§ **About this exercise**:
Below are some records; output exactly the lines from the line with "Put a marker on each instance of the autumn" to the line with "Put a marker on each instance of the dense", both ends kept, and nothing more.
..........
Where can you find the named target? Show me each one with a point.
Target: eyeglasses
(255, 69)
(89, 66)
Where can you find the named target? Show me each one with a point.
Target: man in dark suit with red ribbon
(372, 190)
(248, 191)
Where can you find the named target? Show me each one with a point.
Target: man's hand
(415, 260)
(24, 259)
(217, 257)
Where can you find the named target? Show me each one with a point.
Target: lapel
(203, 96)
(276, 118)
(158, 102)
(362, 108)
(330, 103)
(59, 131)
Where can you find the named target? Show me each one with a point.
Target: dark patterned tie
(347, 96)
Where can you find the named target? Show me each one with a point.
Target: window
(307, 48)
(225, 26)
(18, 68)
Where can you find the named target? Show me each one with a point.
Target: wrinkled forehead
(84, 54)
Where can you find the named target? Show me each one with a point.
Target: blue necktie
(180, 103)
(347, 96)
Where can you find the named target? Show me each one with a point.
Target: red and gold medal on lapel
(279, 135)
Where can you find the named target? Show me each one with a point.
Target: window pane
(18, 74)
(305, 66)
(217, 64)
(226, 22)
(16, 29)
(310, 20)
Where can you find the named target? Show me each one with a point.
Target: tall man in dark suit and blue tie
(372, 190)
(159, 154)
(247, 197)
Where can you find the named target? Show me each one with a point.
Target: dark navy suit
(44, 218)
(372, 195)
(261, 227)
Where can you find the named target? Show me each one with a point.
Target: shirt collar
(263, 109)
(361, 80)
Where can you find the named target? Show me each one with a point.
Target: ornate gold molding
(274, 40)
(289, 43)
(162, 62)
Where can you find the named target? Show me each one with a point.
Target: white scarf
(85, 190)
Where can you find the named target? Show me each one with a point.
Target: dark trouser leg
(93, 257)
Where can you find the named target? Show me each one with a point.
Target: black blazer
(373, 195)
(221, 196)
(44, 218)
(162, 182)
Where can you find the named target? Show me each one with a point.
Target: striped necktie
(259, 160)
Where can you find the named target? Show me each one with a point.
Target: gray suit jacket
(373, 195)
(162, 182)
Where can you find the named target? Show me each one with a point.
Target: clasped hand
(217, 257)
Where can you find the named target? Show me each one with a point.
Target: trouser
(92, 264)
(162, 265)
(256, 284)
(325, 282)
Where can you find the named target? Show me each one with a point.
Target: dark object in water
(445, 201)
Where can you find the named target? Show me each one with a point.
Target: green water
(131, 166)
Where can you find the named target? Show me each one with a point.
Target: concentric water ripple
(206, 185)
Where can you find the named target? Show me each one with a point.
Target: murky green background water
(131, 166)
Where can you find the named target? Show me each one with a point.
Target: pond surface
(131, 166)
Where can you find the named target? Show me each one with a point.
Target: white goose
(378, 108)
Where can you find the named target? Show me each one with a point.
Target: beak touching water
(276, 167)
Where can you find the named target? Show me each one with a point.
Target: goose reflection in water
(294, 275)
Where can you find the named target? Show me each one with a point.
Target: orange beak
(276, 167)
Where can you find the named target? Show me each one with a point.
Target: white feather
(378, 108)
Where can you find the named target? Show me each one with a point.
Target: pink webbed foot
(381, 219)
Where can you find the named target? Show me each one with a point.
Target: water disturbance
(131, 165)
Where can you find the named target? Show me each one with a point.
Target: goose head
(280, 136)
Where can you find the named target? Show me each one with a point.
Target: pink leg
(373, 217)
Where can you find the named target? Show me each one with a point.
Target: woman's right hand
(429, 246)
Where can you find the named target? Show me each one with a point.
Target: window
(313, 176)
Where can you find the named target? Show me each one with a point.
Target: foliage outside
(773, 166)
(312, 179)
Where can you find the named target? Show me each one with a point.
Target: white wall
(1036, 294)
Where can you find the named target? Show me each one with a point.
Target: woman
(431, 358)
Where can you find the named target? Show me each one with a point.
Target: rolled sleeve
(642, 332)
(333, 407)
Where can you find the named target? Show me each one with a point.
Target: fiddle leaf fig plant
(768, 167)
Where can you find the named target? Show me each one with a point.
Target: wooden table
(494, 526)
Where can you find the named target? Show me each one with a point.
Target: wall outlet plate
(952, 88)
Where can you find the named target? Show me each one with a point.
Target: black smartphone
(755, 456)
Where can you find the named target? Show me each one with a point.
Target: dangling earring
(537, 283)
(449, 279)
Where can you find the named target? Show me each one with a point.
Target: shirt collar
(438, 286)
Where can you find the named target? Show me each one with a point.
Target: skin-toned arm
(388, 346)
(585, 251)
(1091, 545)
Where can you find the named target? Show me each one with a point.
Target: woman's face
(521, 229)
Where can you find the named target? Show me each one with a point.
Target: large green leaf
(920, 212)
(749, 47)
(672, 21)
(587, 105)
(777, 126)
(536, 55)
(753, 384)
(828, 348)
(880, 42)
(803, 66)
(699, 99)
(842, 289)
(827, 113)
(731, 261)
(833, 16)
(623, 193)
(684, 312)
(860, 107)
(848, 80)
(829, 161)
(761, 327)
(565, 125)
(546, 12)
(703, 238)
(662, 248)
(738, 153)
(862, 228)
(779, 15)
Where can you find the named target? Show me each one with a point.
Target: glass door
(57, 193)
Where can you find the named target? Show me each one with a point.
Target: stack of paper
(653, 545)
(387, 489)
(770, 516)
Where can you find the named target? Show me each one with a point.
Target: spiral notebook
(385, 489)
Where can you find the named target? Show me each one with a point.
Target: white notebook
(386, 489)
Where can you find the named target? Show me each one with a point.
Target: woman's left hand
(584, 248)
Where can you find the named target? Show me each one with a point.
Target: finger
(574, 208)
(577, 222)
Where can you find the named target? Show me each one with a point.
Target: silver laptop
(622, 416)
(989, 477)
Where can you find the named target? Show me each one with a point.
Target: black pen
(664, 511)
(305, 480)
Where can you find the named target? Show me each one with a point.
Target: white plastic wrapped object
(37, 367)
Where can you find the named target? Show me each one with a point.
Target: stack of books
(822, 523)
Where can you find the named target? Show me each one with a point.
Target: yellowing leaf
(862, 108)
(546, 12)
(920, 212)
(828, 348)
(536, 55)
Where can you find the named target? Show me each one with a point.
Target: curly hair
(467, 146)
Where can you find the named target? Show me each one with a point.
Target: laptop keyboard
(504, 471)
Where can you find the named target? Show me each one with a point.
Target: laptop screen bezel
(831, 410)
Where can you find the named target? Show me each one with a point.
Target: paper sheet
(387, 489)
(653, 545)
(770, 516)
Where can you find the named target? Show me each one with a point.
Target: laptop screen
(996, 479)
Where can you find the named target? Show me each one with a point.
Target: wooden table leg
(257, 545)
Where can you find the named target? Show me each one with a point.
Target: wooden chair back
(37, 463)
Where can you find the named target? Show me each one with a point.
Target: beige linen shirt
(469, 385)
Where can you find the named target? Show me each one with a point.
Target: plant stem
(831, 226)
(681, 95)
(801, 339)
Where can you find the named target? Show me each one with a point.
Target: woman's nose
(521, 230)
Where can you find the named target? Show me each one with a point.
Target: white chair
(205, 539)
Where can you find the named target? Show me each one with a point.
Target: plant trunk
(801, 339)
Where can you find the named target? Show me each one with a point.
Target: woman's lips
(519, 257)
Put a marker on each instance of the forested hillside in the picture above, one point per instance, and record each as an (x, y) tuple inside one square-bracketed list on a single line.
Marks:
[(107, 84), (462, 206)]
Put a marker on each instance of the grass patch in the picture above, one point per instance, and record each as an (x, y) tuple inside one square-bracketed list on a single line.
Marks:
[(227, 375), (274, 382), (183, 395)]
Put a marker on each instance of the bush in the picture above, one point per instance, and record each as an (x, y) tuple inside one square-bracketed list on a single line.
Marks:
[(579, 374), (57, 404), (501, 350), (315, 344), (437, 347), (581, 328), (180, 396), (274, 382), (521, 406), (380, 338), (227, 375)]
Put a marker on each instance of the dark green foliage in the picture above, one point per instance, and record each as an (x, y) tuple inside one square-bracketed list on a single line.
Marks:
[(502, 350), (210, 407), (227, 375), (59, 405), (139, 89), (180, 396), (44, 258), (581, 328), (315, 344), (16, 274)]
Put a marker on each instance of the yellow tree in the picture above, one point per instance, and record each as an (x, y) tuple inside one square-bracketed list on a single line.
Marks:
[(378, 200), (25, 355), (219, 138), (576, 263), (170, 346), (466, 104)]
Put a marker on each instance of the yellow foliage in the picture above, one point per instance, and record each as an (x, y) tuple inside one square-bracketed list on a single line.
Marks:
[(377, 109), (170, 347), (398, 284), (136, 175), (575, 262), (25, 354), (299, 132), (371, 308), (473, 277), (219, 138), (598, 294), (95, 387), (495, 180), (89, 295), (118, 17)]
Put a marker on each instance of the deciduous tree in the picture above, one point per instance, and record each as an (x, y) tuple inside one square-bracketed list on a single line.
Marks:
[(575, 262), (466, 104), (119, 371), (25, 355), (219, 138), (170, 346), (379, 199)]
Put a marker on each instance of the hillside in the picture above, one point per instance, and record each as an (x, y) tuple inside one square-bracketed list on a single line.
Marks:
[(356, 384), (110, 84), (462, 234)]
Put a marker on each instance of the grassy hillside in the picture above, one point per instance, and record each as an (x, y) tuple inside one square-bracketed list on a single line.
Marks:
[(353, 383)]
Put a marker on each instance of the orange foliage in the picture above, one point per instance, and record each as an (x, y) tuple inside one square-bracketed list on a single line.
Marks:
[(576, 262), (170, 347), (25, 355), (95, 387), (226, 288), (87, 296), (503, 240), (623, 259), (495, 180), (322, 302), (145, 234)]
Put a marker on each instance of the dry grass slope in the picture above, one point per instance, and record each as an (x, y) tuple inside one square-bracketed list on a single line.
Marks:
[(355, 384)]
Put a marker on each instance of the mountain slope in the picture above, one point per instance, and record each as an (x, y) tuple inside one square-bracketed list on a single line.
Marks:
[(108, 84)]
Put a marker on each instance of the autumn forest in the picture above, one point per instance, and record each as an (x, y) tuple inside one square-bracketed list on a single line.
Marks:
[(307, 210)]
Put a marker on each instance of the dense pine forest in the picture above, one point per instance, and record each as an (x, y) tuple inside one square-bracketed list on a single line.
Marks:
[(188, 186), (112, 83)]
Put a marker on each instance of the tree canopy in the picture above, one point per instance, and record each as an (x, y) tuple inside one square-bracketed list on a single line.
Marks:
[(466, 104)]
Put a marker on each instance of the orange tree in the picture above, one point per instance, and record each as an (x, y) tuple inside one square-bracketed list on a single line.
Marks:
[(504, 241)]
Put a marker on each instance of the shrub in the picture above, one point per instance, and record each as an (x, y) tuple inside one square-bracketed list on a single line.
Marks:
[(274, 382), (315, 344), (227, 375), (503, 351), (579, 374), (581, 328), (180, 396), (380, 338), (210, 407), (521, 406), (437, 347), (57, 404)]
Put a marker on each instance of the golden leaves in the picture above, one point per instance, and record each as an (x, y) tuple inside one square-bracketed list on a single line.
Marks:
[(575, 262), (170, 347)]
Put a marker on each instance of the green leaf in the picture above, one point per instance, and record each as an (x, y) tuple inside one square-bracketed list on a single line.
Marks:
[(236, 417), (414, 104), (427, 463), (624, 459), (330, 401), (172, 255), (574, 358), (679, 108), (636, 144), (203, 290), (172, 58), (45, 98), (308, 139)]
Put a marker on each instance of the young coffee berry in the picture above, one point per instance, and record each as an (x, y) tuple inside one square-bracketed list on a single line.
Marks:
..........
§ **Task response**:
Put a marker on each instance of the autumn forest in the picture above, one point per instance, and record each as an (x, y) tuple inside one square-bracketed list on a single line.
Marks:
[(307, 210)]
Put a marker on each instance of the dense pine forest in the picture above, one point per instance, and record each as an (x, y) tuple inside one square-bracketed list on a single line.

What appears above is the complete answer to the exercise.